# [Material for this exercise]
★ ★ ★ ★ ★

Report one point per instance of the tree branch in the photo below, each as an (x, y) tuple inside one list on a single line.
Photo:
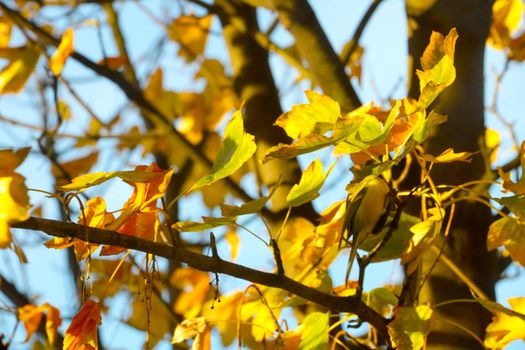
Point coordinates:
[(132, 92), (354, 41), (206, 263), (313, 45)]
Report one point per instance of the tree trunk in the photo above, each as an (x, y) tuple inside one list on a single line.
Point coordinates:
[(463, 102)]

★ ★ ★ ★ ★

# [The task]
If a line in the records has the word "tree", copy that line.

# [Written solution]
Report one point per instance of the tree branch in the photo below, each as an (x, y) tuple inside one list on a single line.
Report one point per instance of the tree trunk in the photo above, each as an (x, y) tuple inside one list on a single line.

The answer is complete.